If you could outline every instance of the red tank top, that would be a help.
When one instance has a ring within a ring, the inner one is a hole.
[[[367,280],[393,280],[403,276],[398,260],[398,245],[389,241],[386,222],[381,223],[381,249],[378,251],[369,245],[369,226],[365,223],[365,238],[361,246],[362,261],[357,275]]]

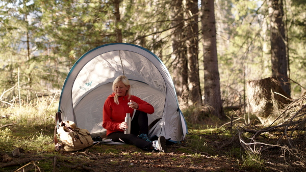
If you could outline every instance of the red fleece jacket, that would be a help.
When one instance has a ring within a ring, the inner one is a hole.
[[[129,100],[129,96],[119,97],[119,104],[117,104],[114,101],[114,93],[110,95],[105,100],[103,107],[102,126],[107,130],[107,135],[116,131],[124,132],[119,128],[119,124],[124,121],[126,113],[130,113],[131,118],[133,116],[134,109],[129,107],[128,105],[128,102],[130,102],[130,100],[138,104],[137,110],[148,114],[154,112],[154,107],[151,105],[138,97],[131,95]]]

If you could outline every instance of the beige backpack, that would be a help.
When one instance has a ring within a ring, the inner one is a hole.
[[[57,112],[56,116],[54,130],[56,151],[59,151],[61,149],[63,149],[65,152],[76,151],[92,145],[93,140],[88,130],[76,127],[75,124],[72,121],[61,121],[60,113]],[[56,124],[58,121],[59,124]],[[61,143],[58,142],[57,132],[59,135]]]

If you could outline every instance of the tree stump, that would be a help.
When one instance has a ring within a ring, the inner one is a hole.
[[[273,122],[270,115],[291,102],[291,98],[283,90],[275,76],[248,81],[246,87],[251,111],[262,124]]]

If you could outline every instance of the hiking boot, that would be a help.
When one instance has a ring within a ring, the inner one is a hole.
[[[141,134],[138,135],[138,137],[142,138],[142,139],[145,140],[146,141],[152,142],[151,140],[150,140],[150,139],[149,138],[149,137],[148,137],[148,135],[145,134]]]
[[[158,140],[152,142],[153,148],[159,151],[163,152],[167,152],[167,146],[166,145],[166,138],[162,135],[158,137]]]

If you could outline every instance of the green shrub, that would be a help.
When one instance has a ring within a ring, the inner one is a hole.
[[[11,130],[7,128],[2,130],[0,129],[0,149],[6,151],[12,151],[13,149],[12,146],[15,145],[15,142]]]

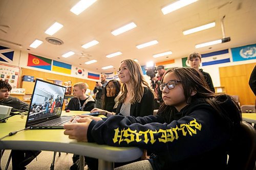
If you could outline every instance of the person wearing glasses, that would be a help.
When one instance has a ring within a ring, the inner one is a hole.
[[[200,72],[204,75],[204,79],[206,81],[207,85],[210,88],[211,91],[215,92],[215,89],[214,87],[214,84],[212,83],[212,81],[211,80],[211,78],[210,75],[206,72],[203,71],[202,69],[199,69],[199,65],[200,65],[201,62],[201,54],[197,52],[194,52],[189,54],[187,57],[187,61],[188,61],[188,63],[190,65],[190,67],[199,70]]]
[[[206,84],[199,70],[172,68],[161,80],[164,103],[156,115],[116,115],[105,121],[81,117],[65,125],[64,134],[79,141],[137,147],[155,155],[115,170],[226,169],[241,110],[229,95],[215,94]]]
[[[111,80],[105,87],[103,109],[116,112],[120,95],[121,83],[118,80]]]
[[[116,114],[135,117],[152,115],[154,92],[145,80],[139,64],[131,59],[123,60],[121,62],[118,77],[123,85],[116,112],[97,108],[91,112],[99,112],[106,117]]]

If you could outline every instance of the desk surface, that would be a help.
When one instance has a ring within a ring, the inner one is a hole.
[[[62,111],[62,115],[84,113],[81,111]],[[20,115],[9,118],[7,123],[0,123],[0,137],[10,132],[25,128],[27,116]],[[114,147],[95,143],[77,142],[63,134],[63,129],[28,130],[7,137],[0,141],[2,149],[46,150],[73,153],[110,162],[126,162],[136,159],[142,151],[135,147]]]
[[[256,124],[256,113],[242,113],[242,118],[246,122]]]

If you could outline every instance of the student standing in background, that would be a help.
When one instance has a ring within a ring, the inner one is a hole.
[[[106,76],[104,74],[100,75],[101,82],[96,82],[95,87],[93,89],[93,93],[96,94],[96,107],[99,109],[103,108],[103,101],[104,96],[104,88],[108,83],[106,80]]]
[[[201,62],[201,54],[197,52],[194,52],[188,56],[187,57],[187,60],[188,61],[188,63],[190,65],[190,67],[195,68],[202,72],[203,75],[204,75],[204,78],[206,81],[207,84],[210,88],[211,91],[215,92],[215,90],[214,87],[214,84],[212,83],[212,81],[211,80],[211,78],[210,75],[206,72],[203,71],[202,69],[199,69],[199,66]]]

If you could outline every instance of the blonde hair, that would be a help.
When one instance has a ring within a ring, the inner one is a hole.
[[[147,82],[145,80],[141,68],[139,64],[131,59],[124,60],[121,63],[123,62],[126,65],[131,76],[129,83],[133,87],[131,93],[132,95],[131,99],[130,101],[131,104],[133,104],[136,102],[140,102],[144,94],[144,87],[147,87],[148,90],[155,95],[155,93],[150,88]],[[122,85],[121,96],[119,99],[119,102],[123,103],[125,100],[128,92],[126,86],[126,84],[123,84]]]
[[[89,88],[89,86],[86,83],[83,82],[78,82],[74,85],[74,87],[78,87],[78,88],[81,90],[84,90],[84,93],[86,90]]]

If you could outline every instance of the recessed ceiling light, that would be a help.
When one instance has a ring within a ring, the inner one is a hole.
[[[214,27],[215,27],[215,25],[216,25],[215,22],[207,23],[207,24],[203,25],[203,26],[201,26],[200,27],[194,28],[190,29],[190,30],[184,31],[183,32],[183,33],[184,35],[194,33],[196,33],[197,32],[208,29],[210,28]]]
[[[113,65],[109,65],[109,66],[107,66],[105,67],[101,67],[101,69],[109,69],[109,68],[113,68],[113,67],[114,67]]]
[[[162,8],[162,12],[164,15],[177,10],[190,4],[194,3],[198,0],[180,0],[171,4],[165,7]]]
[[[30,45],[29,45],[29,46],[34,48],[36,48],[39,45],[41,45],[42,43],[42,41],[36,39],[30,44]]]
[[[73,55],[75,54],[75,53],[74,53],[72,51],[69,52],[66,54],[64,54],[62,55],[61,56],[64,58],[68,58],[69,57],[70,57],[71,56],[73,56]]]
[[[109,54],[108,55],[106,55],[106,57],[108,57],[108,58],[111,58],[111,57],[116,57],[116,56],[120,55],[122,54],[122,53],[121,53],[120,52],[116,52],[116,53],[112,53],[112,54]]]
[[[196,45],[196,48],[201,48],[201,47],[209,46],[209,45],[219,44],[219,43],[221,43],[222,42],[222,41],[221,39],[218,39],[218,40],[205,42],[205,43],[203,43],[202,44]]]
[[[63,26],[62,25],[55,22],[52,26],[50,27],[45,33],[50,35],[53,35],[62,27]]]
[[[137,48],[138,49],[140,49],[140,48],[144,48],[144,47],[147,47],[148,46],[155,45],[155,44],[156,44],[158,43],[158,41],[157,41],[157,40],[154,40],[154,41],[152,41],[144,43],[143,44],[140,44],[139,45],[137,45],[136,48]]]
[[[92,64],[92,63],[96,63],[97,61],[97,61],[96,60],[91,60],[91,61],[89,61],[86,62],[84,63],[84,64]]]
[[[157,57],[162,57],[164,56],[167,56],[170,54],[173,54],[173,53],[170,51],[168,52],[160,53],[160,54],[155,54],[153,55],[154,58],[157,58]]]
[[[96,40],[93,40],[91,42],[89,42],[88,43],[87,43],[86,44],[82,45],[82,47],[84,48],[90,48],[91,46],[93,46],[94,45],[95,45],[96,44],[97,44],[99,43],[99,41],[96,41]]]
[[[116,29],[116,30],[112,31],[111,32],[111,34],[115,36],[117,36],[130,30],[132,30],[136,27],[137,27],[137,26],[135,23],[134,23],[134,22],[131,22],[124,26],[123,26],[118,29]]]
[[[78,15],[96,1],[97,0],[81,0],[71,8],[70,11]]]

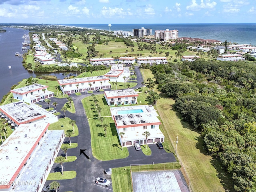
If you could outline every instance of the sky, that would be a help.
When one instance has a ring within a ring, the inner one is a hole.
[[[0,0],[0,23],[256,23],[256,0]]]

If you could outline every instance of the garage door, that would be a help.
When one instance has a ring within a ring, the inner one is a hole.
[[[159,141],[160,141],[160,138],[155,139],[155,142],[159,142]]]
[[[127,141],[125,144],[125,145],[132,145],[131,141]]]
[[[138,141],[134,141],[133,142],[133,144],[135,144],[136,143],[138,143],[139,144],[140,144],[140,141],[139,141],[138,140]]]

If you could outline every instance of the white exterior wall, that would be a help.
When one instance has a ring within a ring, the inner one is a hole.
[[[122,142],[122,139],[119,133],[121,132],[124,133],[122,139],[123,146],[133,146],[136,143],[145,144],[146,137],[142,135],[145,131],[148,131],[150,134],[150,136],[148,137],[148,144],[153,144],[158,141],[164,142],[164,136],[159,129],[159,125],[154,125],[154,128],[151,128],[151,126],[149,125],[147,126],[146,129],[144,129],[143,126],[135,126],[126,128],[127,131],[124,131],[124,128],[116,129],[120,143]]]

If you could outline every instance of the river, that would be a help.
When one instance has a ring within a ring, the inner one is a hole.
[[[0,33],[0,98],[9,92],[10,87],[23,79],[30,76],[35,77],[36,74],[24,68],[22,62],[22,57],[15,56],[15,53],[21,53],[22,36],[28,34],[29,31],[22,29],[3,28],[5,32]],[[9,70],[9,66],[11,67]],[[45,74],[38,74],[38,75]],[[56,76],[58,78],[63,78],[62,73],[46,74]]]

▬▬▬

Output every line of the listing as a JSON list of strings, one string per line, beginning with the line that contains "If you could outline every instance of the garage" and continuing through the end of the listing. Include both ends and leave out blank lines.

**Task answer:**
[
  "If you could outline every instance of the garage door, that would be a help.",
  "When one instance has a ring within a ring, the inner one is a hole.",
  "[[[159,141],[160,141],[160,138],[155,139],[155,142],[159,142]]]",
  "[[[127,141],[125,144],[125,145],[132,145],[131,141]]]",
  "[[[138,141],[134,141],[133,142],[133,144],[135,144],[136,143],[138,143],[139,144],[140,144],[140,141],[139,141],[138,140]]]",
  "If you could outline every instance of the white exterior wall, that would be a help.",
  "When one instance has a ring within a ring, the inner one is a hole.",
  "[[[122,142],[122,139],[119,133],[121,132],[124,133],[122,139],[123,146],[133,146],[136,143],[145,144],[146,137],[142,135],[145,131],[148,131],[150,134],[150,136],[148,137],[148,144],[153,144],[158,141],[164,142],[164,136],[159,129],[159,125],[154,125],[154,128],[151,128],[151,126],[149,125],[147,126],[146,129],[144,129],[143,126],[135,126],[126,128],[127,131],[124,131],[124,128],[116,129],[120,143]]]",
  "If you could outline every instance of the river, that would be a help.",
  "When one instance has a ring within a ring, the inner one is a hole.",
  "[[[0,33],[0,98],[9,92],[10,87],[23,79],[30,76],[35,77],[36,74],[24,68],[22,62],[22,57],[15,56],[15,53],[21,53],[22,36],[28,34],[29,31],[22,29],[3,28],[5,32]],[[9,70],[9,66],[11,67]],[[45,74],[38,74],[38,75]],[[56,76],[58,78],[63,78],[62,73],[46,74]]]"
]